What is ERCP?
ERCP, or endoscopic retrograde cholangiopancreatography, is a test that combines the use of a flexible, lighted scope (endoscope) with X-ray pictures to examine the tubes that drain the liver, gallbladder, and pancreas. The endoscope is inserted through the mouth and gently moved down the throat into the esophagus, stomach and duodenum until it reaches the point where the ducts from the pancreas (pancreatic ducts) and gallbladder (bile ducts) drain into the duodenum.
Benefits & Risks
ERCP is useful procedure to find the cause of unexplained abdominal pain or yellowing of the skin and eyes (jaundice). It may be used to get more information if you have pancreatitis or cancer of the liver, pancreas, or bile ducts.
Other symptoms that may require an ERCP test include:
- Blockages or stones in the bile ducts
- Infection in the bile ducts
- Fluid leakage from the bile or pancreatic ducts
- Blockages or narrowing of the pancreatic ducts
As with any procedure, some complications may occur. These complications include pancreatitis, infection, bleeding, and perforation.
What to Expect
Before your scheduled ERCP, you will be given specific instructions that you must follow. Failure to properly complete the prep will likely result in the inability to complete your test. These instructions include diet and medication restriction in the days leading up to the procedure.
The entire procedure usually takes between one and two hours. You will receive sedation on the day of your ERCP to keep you comfortable. The doctor will feed the endoscope down your esophagus, through your stomach, and into your duodenum. A small camera mounted on the endoscope will send a video image to a monitor. The doctor will then inject a special dye into the ducts through the catheter to make the ducts more visible on x-rays. During the procedure, your doctor will look for narrow areas or blockages, and also may perform biopsies, sphincterotomy, gallstone(s) removal, or stent replacement.
Patients are required to have a licensed driver take them back home.

## REQUIRED TASKS:
- 1) According to the ERCP overview, how long does the entire procedure usually take?
- 2) Reproduce from the ERCP overview everything from "Benefits & Risks" down to "or bile ducts.", word for word.

## EXCERPTED DATA:
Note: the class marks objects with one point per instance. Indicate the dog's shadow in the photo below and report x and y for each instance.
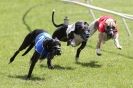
(92, 64)
(129, 57)
(58, 67)
(25, 77)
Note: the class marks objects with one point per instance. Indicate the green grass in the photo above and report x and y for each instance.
(112, 70)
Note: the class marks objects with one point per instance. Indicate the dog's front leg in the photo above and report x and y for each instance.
(34, 59)
(49, 58)
(100, 40)
(79, 50)
(116, 41)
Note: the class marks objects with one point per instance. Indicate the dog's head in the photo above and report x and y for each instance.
(53, 46)
(110, 27)
(81, 28)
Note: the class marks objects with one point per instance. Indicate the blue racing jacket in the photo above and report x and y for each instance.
(39, 43)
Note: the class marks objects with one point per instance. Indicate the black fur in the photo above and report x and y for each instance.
(51, 45)
(81, 28)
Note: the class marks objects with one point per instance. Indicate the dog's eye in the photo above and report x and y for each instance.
(113, 27)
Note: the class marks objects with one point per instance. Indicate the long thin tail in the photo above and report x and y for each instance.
(56, 25)
(26, 13)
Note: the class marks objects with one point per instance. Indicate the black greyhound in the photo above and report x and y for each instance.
(74, 34)
(45, 47)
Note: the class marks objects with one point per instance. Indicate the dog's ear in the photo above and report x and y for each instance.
(47, 44)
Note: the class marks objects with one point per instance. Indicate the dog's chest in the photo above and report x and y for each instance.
(77, 40)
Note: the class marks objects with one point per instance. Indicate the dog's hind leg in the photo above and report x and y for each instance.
(34, 59)
(79, 50)
(27, 41)
(29, 48)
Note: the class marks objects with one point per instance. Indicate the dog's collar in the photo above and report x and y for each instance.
(39, 43)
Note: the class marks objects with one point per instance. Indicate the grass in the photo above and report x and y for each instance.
(112, 70)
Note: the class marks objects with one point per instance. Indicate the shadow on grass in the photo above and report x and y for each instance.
(129, 57)
(58, 67)
(92, 64)
(24, 77)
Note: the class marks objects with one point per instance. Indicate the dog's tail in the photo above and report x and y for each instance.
(56, 25)
(26, 13)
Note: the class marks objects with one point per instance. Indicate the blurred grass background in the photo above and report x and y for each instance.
(112, 70)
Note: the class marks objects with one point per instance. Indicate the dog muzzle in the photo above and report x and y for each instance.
(85, 35)
(57, 50)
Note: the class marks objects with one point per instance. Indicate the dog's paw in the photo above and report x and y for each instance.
(51, 67)
(76, 59)
(119, 47)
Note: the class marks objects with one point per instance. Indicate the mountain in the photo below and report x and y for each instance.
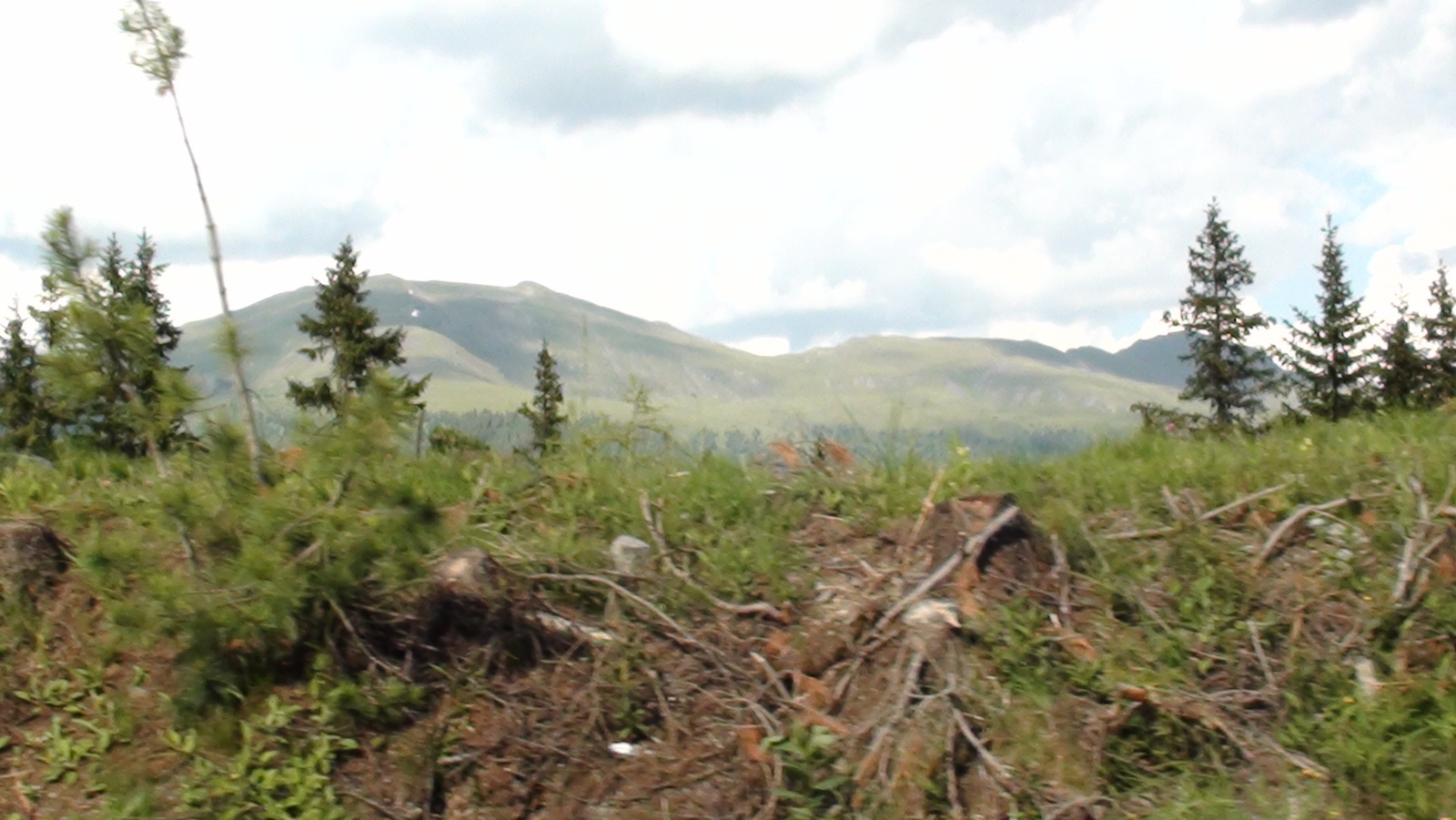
(480, 344)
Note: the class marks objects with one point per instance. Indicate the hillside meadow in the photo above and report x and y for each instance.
(1154, 626)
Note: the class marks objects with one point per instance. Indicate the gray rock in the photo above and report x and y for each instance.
(630, 555)
(465, 572)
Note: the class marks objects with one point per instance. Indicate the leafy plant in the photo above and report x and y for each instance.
(813, 776)
(280, 771)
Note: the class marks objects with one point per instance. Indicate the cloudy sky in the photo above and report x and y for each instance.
(772, 174)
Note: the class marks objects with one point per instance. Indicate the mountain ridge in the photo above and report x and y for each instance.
(480, 342)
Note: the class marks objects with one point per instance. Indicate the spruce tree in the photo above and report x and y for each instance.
(545, 411)
(25, 420)
(1441, 335)
(1402, 371)
(1228, 373)
(102, 363)
(347, 339)
(1327, 366)
(159, 51)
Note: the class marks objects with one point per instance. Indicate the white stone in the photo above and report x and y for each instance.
(630, 555)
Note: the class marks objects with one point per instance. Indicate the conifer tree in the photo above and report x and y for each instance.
(1228, 373)
(1441, 334)
(545, 411)
(344, 329)
(1401, 371)
(25, 420)
(159, 55)
(1327, 364)
(104, 364)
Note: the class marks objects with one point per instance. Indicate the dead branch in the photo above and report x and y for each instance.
(953, 786)
(772, 674)
(380, 807)
(1259, 652)
(1174, 506)
(1238, 502)
(1205, 517)
(1421, 543)
(1208, 714)
(926, 506)
(999, 772)
(682, 633)
(1063, 572)
(363, 644)
(972, 550)
(652, 528)
(1135, 535)
(1295, 521)
(655, 531)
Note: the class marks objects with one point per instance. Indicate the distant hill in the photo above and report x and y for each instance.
(480, 344)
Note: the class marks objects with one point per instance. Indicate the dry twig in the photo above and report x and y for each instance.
(1293, 521)
(1421, 543)
(972, 550)
(655, 531)
(682, 633)
(926, 506)
(1206, 517)
(999, 772)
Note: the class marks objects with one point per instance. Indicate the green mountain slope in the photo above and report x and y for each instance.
(480, 346)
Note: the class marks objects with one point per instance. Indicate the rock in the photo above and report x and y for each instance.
(468, 572)
(929, 623)
(630, 555)
(31, 558)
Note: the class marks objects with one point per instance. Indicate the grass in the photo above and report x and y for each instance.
(261, 637)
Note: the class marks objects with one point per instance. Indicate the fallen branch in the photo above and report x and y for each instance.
(926, 506)
(972, 550)
(378, 805)
(1206, 517)
(1264, 492)
(1295, 521)
(1412, 557)
(999, 772)
(655, 531)
(1063, 572)
(1259, 652)
(683, 635)
(1203, 711)
(363, 644)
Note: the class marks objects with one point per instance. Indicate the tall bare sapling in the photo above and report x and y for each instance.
(159, 53)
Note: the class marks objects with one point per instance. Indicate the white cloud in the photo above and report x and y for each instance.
(807, 36)
(1041, 181)
(763, 346)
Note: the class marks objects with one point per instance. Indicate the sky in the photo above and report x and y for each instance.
(768, 174)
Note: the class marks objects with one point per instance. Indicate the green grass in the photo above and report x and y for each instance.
(354, 521)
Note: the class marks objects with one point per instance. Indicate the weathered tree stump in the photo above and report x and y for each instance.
(31, 560)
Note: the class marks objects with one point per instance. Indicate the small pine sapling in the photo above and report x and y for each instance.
(1401, 371)
(1441, 335)
(545, 412)
(346, 332)
(1325, 357)
(1228, 373)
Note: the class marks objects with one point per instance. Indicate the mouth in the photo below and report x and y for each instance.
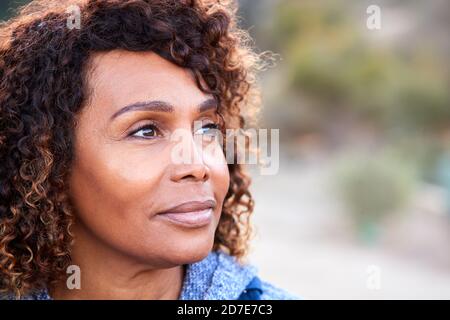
(192, 214)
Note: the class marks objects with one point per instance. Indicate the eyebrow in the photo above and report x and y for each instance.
(162, 106)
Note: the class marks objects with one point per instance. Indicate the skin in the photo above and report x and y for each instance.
(119, 183)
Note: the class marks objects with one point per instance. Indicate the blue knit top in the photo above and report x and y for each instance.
(218, 276)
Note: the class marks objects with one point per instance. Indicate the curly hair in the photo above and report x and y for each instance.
(43, 72)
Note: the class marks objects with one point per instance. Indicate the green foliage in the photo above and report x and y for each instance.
(373, 187)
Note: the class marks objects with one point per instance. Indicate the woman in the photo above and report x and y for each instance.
(88, 181)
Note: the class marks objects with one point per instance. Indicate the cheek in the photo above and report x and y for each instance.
(110, 187)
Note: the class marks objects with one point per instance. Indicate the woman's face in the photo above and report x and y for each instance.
(124, 174)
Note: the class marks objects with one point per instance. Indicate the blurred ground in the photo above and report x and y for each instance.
(308, 247)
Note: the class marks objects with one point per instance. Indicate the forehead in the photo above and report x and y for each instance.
(118, 78)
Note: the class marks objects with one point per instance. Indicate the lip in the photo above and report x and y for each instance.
(192, 214)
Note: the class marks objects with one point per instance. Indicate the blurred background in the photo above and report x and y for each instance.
(360, 207)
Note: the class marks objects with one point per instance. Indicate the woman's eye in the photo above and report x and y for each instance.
(210, 128)
(146, 131)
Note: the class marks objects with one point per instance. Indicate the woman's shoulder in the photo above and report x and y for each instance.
(269, 290)
(273, 292)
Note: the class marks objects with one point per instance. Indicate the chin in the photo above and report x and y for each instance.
(189, 251)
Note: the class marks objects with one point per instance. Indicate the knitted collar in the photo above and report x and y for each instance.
(218, 276)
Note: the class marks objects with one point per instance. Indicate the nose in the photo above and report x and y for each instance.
(195, 170)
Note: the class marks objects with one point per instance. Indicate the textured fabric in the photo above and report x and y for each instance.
(217, 277)
(252, 291)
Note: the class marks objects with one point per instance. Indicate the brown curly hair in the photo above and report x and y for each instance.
(43, 70)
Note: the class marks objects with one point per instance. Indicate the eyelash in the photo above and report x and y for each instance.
(213, 125)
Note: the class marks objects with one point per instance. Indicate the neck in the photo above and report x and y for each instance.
(107, 274)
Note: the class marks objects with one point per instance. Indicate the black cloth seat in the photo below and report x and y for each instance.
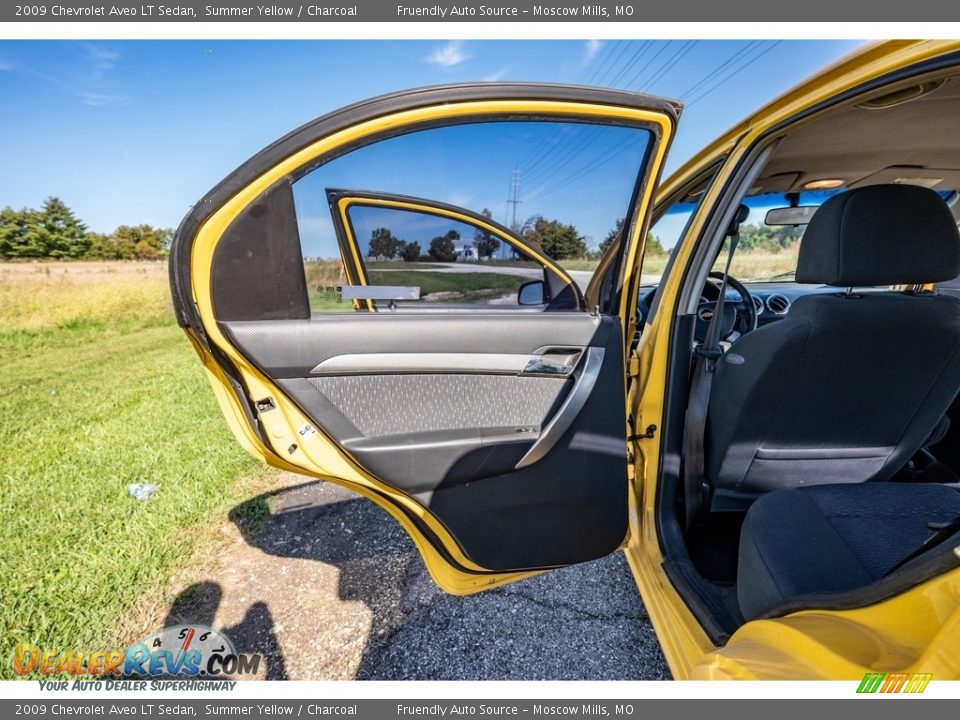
(848, 386)
(832, 538)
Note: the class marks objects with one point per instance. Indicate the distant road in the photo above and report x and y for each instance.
(581, 277)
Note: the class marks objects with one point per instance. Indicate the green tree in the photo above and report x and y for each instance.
(61, 233)
(20, 235)
(131, 242)
(442, 248)
(485, 241)
(556, 239)
(611, 236)
(654, 247)
(384, 243)
(411, 252)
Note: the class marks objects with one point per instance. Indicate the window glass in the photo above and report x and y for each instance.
(558, 185)
(448, 260)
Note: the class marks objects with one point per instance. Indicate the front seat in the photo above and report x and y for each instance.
(849, 385)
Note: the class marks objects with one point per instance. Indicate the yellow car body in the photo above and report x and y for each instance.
(916, 631)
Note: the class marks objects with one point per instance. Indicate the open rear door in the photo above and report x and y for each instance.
(459, 359)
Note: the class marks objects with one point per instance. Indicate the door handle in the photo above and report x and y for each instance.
(559, 424)
(552, 363)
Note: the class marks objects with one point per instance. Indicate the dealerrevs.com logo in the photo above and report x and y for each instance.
(894, 682)
(182, 650)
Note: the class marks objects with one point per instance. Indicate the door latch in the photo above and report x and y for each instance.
(647, 434)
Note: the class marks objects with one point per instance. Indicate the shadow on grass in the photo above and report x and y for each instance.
(318, 522)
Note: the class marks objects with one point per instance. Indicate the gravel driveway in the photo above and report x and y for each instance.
(329, 587)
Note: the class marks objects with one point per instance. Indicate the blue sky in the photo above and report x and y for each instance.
(136, 131)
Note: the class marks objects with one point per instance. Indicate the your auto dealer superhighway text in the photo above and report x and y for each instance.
(535, 11)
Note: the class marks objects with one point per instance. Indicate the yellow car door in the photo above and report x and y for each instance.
(377, 341)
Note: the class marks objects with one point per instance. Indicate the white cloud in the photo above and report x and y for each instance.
(449, 55)
(591, 50)
(101, 99)
(102, 58)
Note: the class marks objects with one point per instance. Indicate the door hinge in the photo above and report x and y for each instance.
(648, 434)
(265, 405)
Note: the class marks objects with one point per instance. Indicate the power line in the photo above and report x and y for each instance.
(717, 70)
(672, 62)
(733, 74)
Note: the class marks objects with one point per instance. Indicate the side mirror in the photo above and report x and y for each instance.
(530, 293)
(800, 215)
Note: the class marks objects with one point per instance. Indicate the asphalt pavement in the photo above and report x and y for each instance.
(327, 586)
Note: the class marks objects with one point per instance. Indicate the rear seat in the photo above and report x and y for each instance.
(833, 538)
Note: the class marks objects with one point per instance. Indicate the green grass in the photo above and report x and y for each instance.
(467, 287)
(88, 405)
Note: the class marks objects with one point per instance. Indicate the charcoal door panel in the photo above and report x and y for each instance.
(453, 439)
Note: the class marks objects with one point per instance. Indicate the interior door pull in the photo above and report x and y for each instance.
(561, 422)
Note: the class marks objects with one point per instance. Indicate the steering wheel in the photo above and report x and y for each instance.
(739, 317)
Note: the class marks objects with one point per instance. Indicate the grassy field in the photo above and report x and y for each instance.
(100, 389)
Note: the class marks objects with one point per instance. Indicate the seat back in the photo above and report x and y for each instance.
(849, 385)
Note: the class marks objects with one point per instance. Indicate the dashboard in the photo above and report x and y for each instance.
(772, 300)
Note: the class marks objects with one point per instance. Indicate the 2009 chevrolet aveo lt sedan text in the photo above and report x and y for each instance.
(752, 392)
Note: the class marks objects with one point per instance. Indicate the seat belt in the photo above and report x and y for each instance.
(705, 357)
(943, 531)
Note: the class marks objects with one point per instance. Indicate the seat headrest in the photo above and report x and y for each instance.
(880, 235)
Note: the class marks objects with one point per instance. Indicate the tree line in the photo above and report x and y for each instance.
(54, 232)
(558, 240)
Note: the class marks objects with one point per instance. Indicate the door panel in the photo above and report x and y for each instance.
(454, 440)
(561, 291)
(495, 436)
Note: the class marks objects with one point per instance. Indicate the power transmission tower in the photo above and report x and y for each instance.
(514, 199)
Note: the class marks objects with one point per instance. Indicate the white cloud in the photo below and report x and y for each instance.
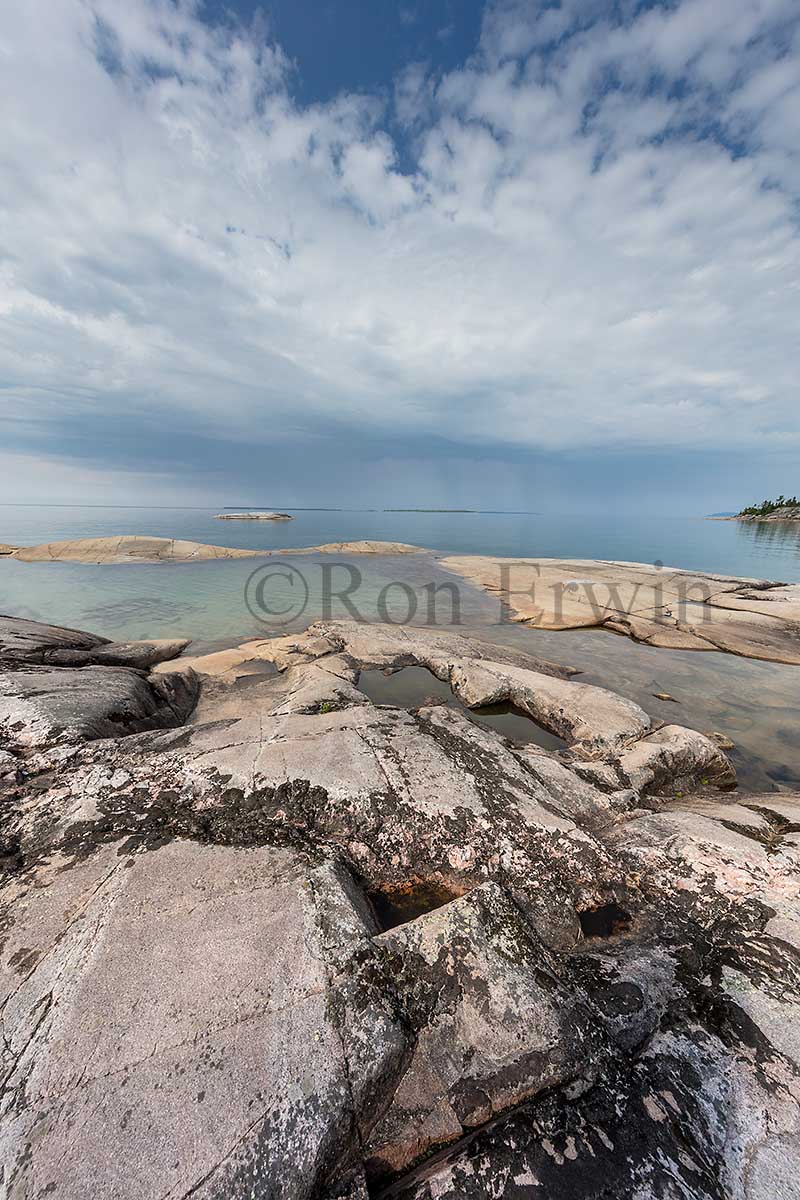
(570, 265)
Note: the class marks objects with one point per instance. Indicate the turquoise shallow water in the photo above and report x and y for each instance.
(770, 551)
(757, 705)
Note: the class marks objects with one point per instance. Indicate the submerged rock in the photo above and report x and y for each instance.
(656, 605)
(593, 987)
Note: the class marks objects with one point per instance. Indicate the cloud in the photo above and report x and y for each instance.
(596, 244)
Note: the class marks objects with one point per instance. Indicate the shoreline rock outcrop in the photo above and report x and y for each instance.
(655, 605)
(136, 549)
(304, 946)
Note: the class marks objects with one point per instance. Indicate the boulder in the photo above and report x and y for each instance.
(170, 1027)
(42, 705)
(29, 641)
(494, 1026)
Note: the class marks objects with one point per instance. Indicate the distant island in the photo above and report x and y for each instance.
(781, 509)
(253, 516)
(474, 511)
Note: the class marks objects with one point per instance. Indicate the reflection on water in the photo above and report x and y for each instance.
(417, 687)
(757, 705)
(780, 539)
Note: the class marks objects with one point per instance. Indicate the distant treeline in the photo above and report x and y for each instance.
(767, 507)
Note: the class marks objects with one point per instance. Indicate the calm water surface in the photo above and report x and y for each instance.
(762, 550)
(755, 703)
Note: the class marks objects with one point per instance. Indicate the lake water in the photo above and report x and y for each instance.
(726, 547)
(757, 705)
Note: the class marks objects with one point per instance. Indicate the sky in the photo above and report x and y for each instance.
(524, 253)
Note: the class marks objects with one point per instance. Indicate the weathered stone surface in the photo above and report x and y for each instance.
(133, 549)
(29, 641)
(41, 705)
(672, 757)
(139, 655)
(656, 605)
(594, 990)
(169, 1029)
(495, 1026)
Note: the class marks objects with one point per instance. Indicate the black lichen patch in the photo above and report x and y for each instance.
(396, 906)
(605, 921)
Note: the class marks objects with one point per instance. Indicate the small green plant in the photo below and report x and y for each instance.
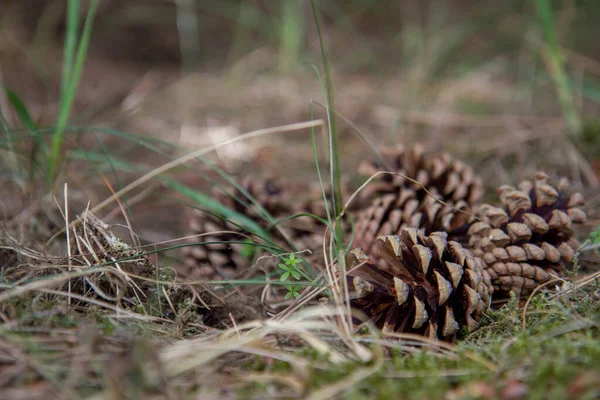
(290, 267)
(595, 235)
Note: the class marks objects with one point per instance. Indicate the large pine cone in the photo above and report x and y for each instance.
(431, 287)
(394, 202)
(528, 239)
(216, 260)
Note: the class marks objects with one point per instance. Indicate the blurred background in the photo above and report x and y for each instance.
(509, 86)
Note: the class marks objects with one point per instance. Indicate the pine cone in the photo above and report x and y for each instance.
(396, 202)
(431, 287)
(528, 239)
(218, 260)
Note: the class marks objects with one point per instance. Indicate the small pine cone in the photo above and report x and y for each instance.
(431, 287)
(396, 202)
(217, 260)
(530, 237)
(452, 179)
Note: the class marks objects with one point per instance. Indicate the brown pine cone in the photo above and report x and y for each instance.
(396, 202)
(530, 237)
(216, 260)
(431, 287)
(452, 179)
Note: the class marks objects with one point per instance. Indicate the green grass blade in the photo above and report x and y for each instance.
(555, 64)
(72, 74)
(335, 171)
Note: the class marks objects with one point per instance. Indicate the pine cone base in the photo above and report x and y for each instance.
(431, 287)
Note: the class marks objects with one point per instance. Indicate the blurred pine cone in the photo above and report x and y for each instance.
(529, 237)
(431, 287)
(394, 202)
(220, 260)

## ANSWERS TO EACH TASK:
- 1) It usually takes between one and two hours.

- 2)
Benefits & Risks
ERCP is useful procedure to find the cause of unexplained abdominal pain or yellowing of the skin and eyes (jaundice). It may be used to get more information if you have pancreatitis or cancer of the liver, pancreas, or bile ducts.